Set exercise >> Extract all of the data and reproduce it precisely.
=== Material shown ===
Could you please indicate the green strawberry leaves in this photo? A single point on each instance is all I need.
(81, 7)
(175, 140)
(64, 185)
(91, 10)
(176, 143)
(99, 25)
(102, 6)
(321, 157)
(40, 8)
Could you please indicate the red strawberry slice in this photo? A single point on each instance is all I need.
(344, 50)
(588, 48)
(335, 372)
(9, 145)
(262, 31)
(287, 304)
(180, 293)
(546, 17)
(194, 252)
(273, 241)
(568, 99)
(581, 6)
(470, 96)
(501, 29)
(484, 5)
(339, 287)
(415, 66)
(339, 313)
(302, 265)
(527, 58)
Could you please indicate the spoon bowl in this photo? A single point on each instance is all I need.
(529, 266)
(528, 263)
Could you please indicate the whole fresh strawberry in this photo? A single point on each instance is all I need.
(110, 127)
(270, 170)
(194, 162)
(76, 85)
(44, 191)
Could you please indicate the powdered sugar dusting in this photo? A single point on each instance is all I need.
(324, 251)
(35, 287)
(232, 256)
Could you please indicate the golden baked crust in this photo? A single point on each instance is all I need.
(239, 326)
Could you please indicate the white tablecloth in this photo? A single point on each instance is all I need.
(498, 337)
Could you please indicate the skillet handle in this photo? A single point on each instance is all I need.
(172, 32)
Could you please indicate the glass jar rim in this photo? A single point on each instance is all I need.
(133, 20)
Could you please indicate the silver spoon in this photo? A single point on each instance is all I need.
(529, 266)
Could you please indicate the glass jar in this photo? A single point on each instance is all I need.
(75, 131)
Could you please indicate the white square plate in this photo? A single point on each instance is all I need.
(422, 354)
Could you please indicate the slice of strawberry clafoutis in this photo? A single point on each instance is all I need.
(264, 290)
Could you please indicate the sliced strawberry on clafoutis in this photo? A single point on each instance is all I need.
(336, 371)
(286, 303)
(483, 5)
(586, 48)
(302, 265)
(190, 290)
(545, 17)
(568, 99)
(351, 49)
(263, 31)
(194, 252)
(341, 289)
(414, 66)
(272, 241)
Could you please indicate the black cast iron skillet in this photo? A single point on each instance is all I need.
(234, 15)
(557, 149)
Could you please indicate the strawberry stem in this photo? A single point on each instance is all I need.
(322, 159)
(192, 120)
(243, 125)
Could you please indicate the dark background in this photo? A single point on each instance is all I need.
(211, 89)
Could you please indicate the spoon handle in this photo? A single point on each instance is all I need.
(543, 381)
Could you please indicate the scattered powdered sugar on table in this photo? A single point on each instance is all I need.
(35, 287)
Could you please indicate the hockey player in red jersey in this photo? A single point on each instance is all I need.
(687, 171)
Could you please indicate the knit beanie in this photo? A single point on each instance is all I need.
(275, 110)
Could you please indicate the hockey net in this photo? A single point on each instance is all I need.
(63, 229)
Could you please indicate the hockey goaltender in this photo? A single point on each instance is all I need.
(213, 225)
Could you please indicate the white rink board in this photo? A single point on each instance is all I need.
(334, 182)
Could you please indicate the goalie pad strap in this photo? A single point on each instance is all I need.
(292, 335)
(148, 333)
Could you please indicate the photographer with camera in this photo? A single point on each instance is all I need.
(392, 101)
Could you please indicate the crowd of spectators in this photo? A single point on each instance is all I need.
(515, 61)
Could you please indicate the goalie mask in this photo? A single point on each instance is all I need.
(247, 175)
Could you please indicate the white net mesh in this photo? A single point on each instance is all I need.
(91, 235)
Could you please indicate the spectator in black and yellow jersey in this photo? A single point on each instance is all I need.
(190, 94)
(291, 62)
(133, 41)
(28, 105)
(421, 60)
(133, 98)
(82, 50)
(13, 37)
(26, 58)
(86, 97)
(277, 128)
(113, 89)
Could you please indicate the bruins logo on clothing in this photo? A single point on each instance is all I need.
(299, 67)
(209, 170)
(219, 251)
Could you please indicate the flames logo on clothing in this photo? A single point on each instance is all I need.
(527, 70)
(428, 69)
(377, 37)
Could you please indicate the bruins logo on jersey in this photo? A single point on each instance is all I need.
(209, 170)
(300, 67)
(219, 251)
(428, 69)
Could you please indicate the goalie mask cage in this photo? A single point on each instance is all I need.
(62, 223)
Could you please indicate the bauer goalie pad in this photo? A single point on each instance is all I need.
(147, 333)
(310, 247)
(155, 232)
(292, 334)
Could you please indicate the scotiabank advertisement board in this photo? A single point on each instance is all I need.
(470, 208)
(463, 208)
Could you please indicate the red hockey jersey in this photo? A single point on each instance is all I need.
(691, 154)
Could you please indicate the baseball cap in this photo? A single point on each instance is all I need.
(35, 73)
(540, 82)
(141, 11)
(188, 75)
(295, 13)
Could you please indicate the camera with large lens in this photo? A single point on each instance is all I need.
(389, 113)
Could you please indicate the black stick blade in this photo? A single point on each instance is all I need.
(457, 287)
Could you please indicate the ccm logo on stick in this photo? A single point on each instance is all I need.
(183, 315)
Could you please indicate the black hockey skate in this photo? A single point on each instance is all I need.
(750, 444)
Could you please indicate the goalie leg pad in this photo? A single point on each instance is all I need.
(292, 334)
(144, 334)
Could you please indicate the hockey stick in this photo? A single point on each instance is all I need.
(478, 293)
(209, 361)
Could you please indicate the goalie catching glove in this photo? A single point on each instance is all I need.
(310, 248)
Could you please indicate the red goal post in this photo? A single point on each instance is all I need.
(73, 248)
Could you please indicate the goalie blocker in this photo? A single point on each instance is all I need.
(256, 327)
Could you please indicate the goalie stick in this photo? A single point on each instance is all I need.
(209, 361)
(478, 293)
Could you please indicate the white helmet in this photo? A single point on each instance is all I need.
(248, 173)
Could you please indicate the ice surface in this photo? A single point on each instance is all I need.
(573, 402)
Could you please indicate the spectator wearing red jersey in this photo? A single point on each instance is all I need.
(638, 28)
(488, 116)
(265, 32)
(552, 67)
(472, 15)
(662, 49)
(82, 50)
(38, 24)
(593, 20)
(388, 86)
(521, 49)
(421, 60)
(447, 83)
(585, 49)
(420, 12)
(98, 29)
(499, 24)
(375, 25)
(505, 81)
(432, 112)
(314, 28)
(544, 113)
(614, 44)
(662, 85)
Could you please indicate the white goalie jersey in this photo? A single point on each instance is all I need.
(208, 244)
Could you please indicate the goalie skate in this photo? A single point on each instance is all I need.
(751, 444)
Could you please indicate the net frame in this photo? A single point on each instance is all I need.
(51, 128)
===
The output >>
Could you please indicate the green strawberry leaves in this photo? A single point on each instance is all I need.
(81, 7)
(175, 140)
(64, 185)
(91, 10)
(176, 143)
(99, 25)
(102, 6)
(321, 157)
(40, 8)
Could you please indicate the red strawberry slice in this photo? A single point on each instance is all I need.
(344, 50)
(588, 48)
(335, 372)
(9, 145)
(262, 31)
(287, 304)
(180, 293)
(546, 17)
(194, 252)
(273, 241)
(568, 99)
(581, 6)
(470, 96)
(501, 29)
(484, 5)
(339, 287)
(415, 66)
(339, 313)
(302, 265)
(527, 58)
Could you please indicate the spoon bowl in this photo? A single point on each instance is all I need.
(529, 266)
(528, 263)
Could you please indicate the whole fresh strawberry in this photo? A single point on each instance is all I need.
(110, 127)
(270, 170)
(194, 162)
(76, 85)
(44, 191)
Could you please indicate the powdered sugar dusting in this photo? A single point on each instance is all I need.
(324, 251)
(35, 287)
(232, 256)
Could you please indicate the golden baked crust in this photo? A single point on each instance is all I need.
(239, 326)
Could you please indicate the white tablecloth in this photo? A single point on each instance is all I need.
(498, 337)
Could you please indicate the skillet handle in this photo? A single point on each instance is all I need.
(172, 32)
Could you please indicate the glass jar rim in this photo? A single point on each instance is all I need.
(133, 20)
Could you please indicate the silver spoon in this photo? A single point on each instance is all I need.
(529, 266)
Could you please indicate the glass jar in this photo? A single point on each instance is all I need.
(75, 131)
Could you please indicate the white square plate in this photo? A single point on each instance is all I need.
(422, 354)
Could you please indicate the slice of strawberry clafoutis in this photo? A single point on each instance is all I need.
(264, 290)
Could you please indicate the sliced strawberry on clafoutis in this photo? A single point on each instance is all I need.
(336, 371)
(286, 303)
(483, 5)
(586, 48)
(302, 265)
(190, 290)
(545, 17)
(568, 99)
(351, 49)
(263, 31)
(194, 252)
(341, 289)
(414, 66)
(272, 241)
Could you please indicate the black cast iron skillet in this photo? A single point on each instance is all I need.
(234, 15)
(557, 149)
Could you please indicate the strawberry stem in this photo? A single point on each instance is all I need.
(322, 159)
(192, 120)
(243, 125)
Could you please indicate the dark background in this photo? A single point on each instance is all I need.
(211, 89)
Could you please indicate the spoon handle in this photo? A single point on each instance is all I need.
(543, 381)
Could you please indicate the scattered powdered sugar on table in this photo? A single point on each instance is all I need.
(35, 287)
Could you please indicate the hockey player in red jersey in this photo? A single point on each instance is all I need.
(687, 171)
Could you please indicate the knit beanie in this photo? A single point on each instance is all I need.
(275, 110)
Could you please indicate the hockey net in this photo? A single point on each instance is all I need.
(63, 229)
Could you please indicate the hockey goaltender in this photo? A single point on each instance is all I need.
(213, 225)
Could you please indicate the white rink board in this photo? A single point on each instance is all I need.
(334, 182)
Could you please indicate the goalie pad strap in this photo? A single point on each instance is all I need.
(292, 335)
(148, 333)
Could you please indicate the photographer with camera in this photo? A single point on each instance is all I need.
(392, 101)
Could you please indicate the crowd of spectators in this photo? A single point on each instance is all I need.
(515, 61)
Could you please indicate the goalie mask in this photo? A single point on each instance is all I need.
(247, 175)
Could you please indicate the white net mesh in this photo? A single point on each instance is all I need.
(91, 235)
Could you please indicate the spectator in black and yellow jersey in this photo? A single point on each instance is all I need.
(190, 94)
(291, 62)
(133, 41)
(28, 105)
(421, 60)
(133, 98)
(82, 50)
(13, 37)
(26, 58)
(86, 97)
(277, 128)
(113, 89)
Could you please indicate the bruins logo on clothing in this photo? A single point on each instance is all I need.
(299, 67)
(209, 170)
(219, 251)
Could you please indicate the flames logo on clothing in this photo? A single point on each instance is all I need.
(527, 70)
(428, 69)
(377, 37)
Could you please indicate the bruins logo on jersey in this photo? A single point on each instance is all I need.
(209, 170)
(300, 67)
(219, 251)
(428, 69)
Could you please indicate the goalie mask cage in this photo? A single point on each instance is all I need.
(62, 223)
Could you please indicate the bauer goalie pad in this photo? A single point on each instance is all I need.
(147, 333)
(310, 247)
(155, 232)
(292, 334)
Could you please indicate the scotiabank advertisement board in this photo? A single point on each instance is all I need.
(470, 208)
(463, 208)
Could you please indicate the red hockey jersey in this photo? A single point on each instance is all I need.
(691, 154)
Could you please indicate the baseball cap in this photo? A single point on each instance is all I need.
(35, 73)
(540, 82)
(141, 11)
(188, 75)
(295, 13)
Could you please indicate the camera with large lens in this photo? A single point on each instance is all I need.
(389, 113)
Could you please indicate the black stick blade in this photo? A single point on each instance is all I need.
(457, 287)
Could you please indicate the ccm logo on stick in this photo? A single point on each instance is all I need.
(183, 315)
Could you please indicate the black hockey skate in this photo? A single point on each instance is all I need.
(750, 444)
Could you please indicate the goalie leg pad in this photo? A single point on each instance is all I need.
(292, 334)
(144, 334)
Could you please indicate the hockey stick in this photo? A single point on each instance is all I need.
(478, 293)
(209, 361)
Could you please indicate the goalie catching glove in this photo? A single point on each instance is all I need.
(310, 248)
Could you please indicate the red goal post in this photo? A single point on each instance is all I need.
(73, 248)
Could you please indicate the goalie blocker in this photo? A single point on each instance is all I need.
(256, 327)
Could you please indicate the goalie stick in this photo? A single point on each instance is all I need.
(209, 361)
(478, 293)
Could you please indicate the white helmet in this photo? A single point on each instance is all I need.
(248, 173)
Could you please indicate the ice surface in this photo? A single point on each instance is all I need.
(573, 402)
Could you please indicate the spectator wearing red jersey in this photo? A single point on each instance is all I need.
(638, 28)
(488, 116)
(265, 32)
(552, 67)
(472, 15)
(662, 49)
(82, 50)
(38, 24)
(593, 20)
(388, 86)
(521, 49)
(421, 60)
(447, 83)
(585, 49)
(420, 12)
(98, 29)
(499, 24)
(375, 25)
(505, 81)
(432, 112)
(314, 28)
(544, 113)
(614, 44)
(662, 85)
Could you please indicate the white goalie jersey in this photo? A single point on each instance is all I need.
(208, 244)
Could you please indicate the goalie skate in this photo? A single point on each instance is all I need.
(751, 444)
Could you please indicate the net frame in this photo? A single point on each instance is all I need.
(51, 128)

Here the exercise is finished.